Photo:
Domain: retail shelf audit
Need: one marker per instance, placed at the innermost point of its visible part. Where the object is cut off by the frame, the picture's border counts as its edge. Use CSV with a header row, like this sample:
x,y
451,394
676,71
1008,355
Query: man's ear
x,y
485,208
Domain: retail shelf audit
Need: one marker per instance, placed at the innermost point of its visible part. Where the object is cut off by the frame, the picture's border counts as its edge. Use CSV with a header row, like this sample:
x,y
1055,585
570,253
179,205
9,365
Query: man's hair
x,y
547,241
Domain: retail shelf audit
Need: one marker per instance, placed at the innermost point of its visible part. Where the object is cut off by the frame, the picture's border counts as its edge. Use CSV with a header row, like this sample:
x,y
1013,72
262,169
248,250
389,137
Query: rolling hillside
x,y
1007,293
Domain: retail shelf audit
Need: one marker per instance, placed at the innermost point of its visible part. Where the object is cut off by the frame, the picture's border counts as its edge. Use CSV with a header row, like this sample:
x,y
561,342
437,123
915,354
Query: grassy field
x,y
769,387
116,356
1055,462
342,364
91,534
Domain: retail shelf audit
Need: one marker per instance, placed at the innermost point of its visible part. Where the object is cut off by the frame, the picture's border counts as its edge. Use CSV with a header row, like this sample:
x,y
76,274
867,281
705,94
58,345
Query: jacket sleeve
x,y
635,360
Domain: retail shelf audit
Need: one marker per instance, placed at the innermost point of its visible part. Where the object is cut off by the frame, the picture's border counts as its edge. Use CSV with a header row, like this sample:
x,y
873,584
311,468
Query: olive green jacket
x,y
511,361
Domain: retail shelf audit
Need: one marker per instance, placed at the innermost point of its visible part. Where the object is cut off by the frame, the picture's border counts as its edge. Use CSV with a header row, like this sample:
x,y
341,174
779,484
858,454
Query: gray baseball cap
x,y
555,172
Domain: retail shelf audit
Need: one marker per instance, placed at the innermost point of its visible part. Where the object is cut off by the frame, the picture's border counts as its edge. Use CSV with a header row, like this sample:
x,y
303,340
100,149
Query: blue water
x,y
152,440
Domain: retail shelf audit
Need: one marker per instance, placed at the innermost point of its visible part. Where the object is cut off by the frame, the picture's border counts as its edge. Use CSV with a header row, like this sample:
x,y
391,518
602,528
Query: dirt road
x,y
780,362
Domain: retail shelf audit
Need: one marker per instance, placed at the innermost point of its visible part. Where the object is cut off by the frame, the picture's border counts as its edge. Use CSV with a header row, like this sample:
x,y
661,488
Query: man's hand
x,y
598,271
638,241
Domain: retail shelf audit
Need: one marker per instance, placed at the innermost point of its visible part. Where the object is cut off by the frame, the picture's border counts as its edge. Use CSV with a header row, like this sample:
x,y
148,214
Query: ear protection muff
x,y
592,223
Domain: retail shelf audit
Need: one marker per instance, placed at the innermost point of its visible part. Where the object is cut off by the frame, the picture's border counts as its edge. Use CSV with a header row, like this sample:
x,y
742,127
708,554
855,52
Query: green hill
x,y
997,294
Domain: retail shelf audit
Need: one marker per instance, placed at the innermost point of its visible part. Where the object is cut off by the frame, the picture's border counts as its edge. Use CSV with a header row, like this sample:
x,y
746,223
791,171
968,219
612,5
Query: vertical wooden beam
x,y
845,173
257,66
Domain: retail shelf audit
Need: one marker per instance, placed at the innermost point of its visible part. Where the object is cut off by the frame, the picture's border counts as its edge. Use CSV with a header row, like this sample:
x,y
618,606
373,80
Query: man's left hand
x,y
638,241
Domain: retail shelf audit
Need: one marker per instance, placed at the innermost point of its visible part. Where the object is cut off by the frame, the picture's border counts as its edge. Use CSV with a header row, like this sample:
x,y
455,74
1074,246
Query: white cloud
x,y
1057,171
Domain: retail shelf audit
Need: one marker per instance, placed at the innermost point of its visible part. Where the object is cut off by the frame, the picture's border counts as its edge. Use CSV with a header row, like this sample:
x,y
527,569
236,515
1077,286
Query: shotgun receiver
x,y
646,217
****************************************
> **Problem**
Every record above should be copied exactly.

> **Worked solution**
Photo:
Domain: retail shelf audit
Need: one marker per instance, placed at the innermost point of its visible part. Where the object is cut off by the frame, the picture's border counts as its edge. Use CSV with a header row, like this sample:
x,y
451,394
676,71
1008,355
Query: man's ear
x,y
485,208
Domain: retail shelf audit
Need: one marker per instance, placed at the innermost point of its visible part. Where the object is cut off by the frame, the picture's border counts as its edge. Use CSV with a header row, like this sample:
x,y
1055,585
570,253
179,205
9,365
Query: man's hair
x,y
547,241
Domain: retail shelf audit
Need: one marker per instance, placed at the innermost point of its visible part. Where the object is cut off by the frame, the picture's border counts as its edge. Use CSV with a header row, like this sample:
x,y
1013,72
262,169
248,250
389,137
Query: rolling hillside
x,y
1007,293
Domain: retail shelf audit
Need: one marker per instance, placed at the innermost point of its visible part. Where the object is cut off by the frame, the picture's border counts as its edge. Use CSV with a header row, like this sample:
x,y
561,342
437,123
915,354
Query: grassy field
x,y
769,387
116,356
1055,462
342,364
91,534
Domain: retail shelf audit
Need: one marker per instance, placed at the innermost point of its visible part. Where the object is cut off by the frame, the picture's border counts as its edge. Use CSV with a header row, like this sample:
x,y
76,274
867,281
705,94
58,345
Query: jacket sleeve
x,y
635,360
Domain: retail shelf audit
Need: one marker per instance, placed at the innermost point of its visible part. Where the object is cut off by the frame, the picture's border counts as its edge. Use CSV with a header row, like this sample:
x,y
873,584
311,468
Query: olive green jacket
x,y
511,361
Domain: retail shelf audit
Need: one marker per instance, placed at the innermost point of its visible part. Where the object is cut off by the frame, the picture's border counts as its edge. Use CSV with a header row, like this sample:
x,y
341,174
779,484
858,454
Query: gray baseball cap
x,y
555,172
Domain: retail shelf audit
Need: one marker per instance, placed at the innermost point of its visible part. Where the object is cut off by the frame, the picture's border counts as its edge. Use CSV with a header row, like this sample:
x,y
303,340
100,149
Query: blue water
x,y
152,440
Domain: retail shelf audit
Need: one marker per instance, placed at the innermost point of its visible part. Where the object is cut off by the frame, the picture's border counts as its edge. Use CSV with a header row, like this sample:
x,y
391,518
602,528
Query: dirt road
x,y
780,362
Domain: retail shelf audit
Need: one marker per instance, placed at the innermost point of its visible part. Where the object is cut off by the frame, the picture's border counts as its edge. Use CSV with a header row, like this sample:
x,y
661,488
Query: man's hand
x,y
598,271
638,241
Domain: retail shelf audit
Need: one marker per instance, placed at the innermost point of its visible part. Where the object is cut off by the frame, the picture's border counts as its edge. Use CSV with a header row, like this sample:
x,y
148,214
Query: ear protection muff
x,y
592,223
Domain: retail shelf audit
Need: one marker per instance, placed at the innermost point of its visible part. Where the object is cut off by the frame, the picture's border counts as its edge. Use CSV with a header row, like this sample:
x,y
742,127
708,554
855,52
Query: green hill
x,y
997,294
Domain: retail shelf audit
Need: one marker per instance, placed at the innermost point of its visible part. Where the object is cut off by the frame, the picture's border counts as its edge. Use CSV with a header row, like this sample:
x,y
746,223
791,171
968,219
612,5
Query: vertical wooden beam
x,y
845,173
257,66
Domain: retail shelf audit
Need: one marker per instance, placed at the innermost point of its visible part. Where the object is cut off by the frame, the picture's border counts as its edge. Use CSV with a header row, like this sample:
x,y
618,606
373,80
Query: man's left hand
x,y
638,241
Domain: retail shelf audit
Need: one marker per instance, placed at the innermost point of its visible part. Where the object is cut off by the frame, the picture's border counts as its edge. Use CSV with a header row, like this sample:
x,y
455,74
1074,246
Query: white cloud
x,y
1057,171
Domain: retail shelf audit
Need: one marker per instance, placed at the innermost point of its visible part. Where the object is cut off by the frame, the picture's border counts as its edge. Use CSV with a header row, like this sample:
x,y
527,569
236,515
1077,286
Query: shotgun receiver
x,y
646,217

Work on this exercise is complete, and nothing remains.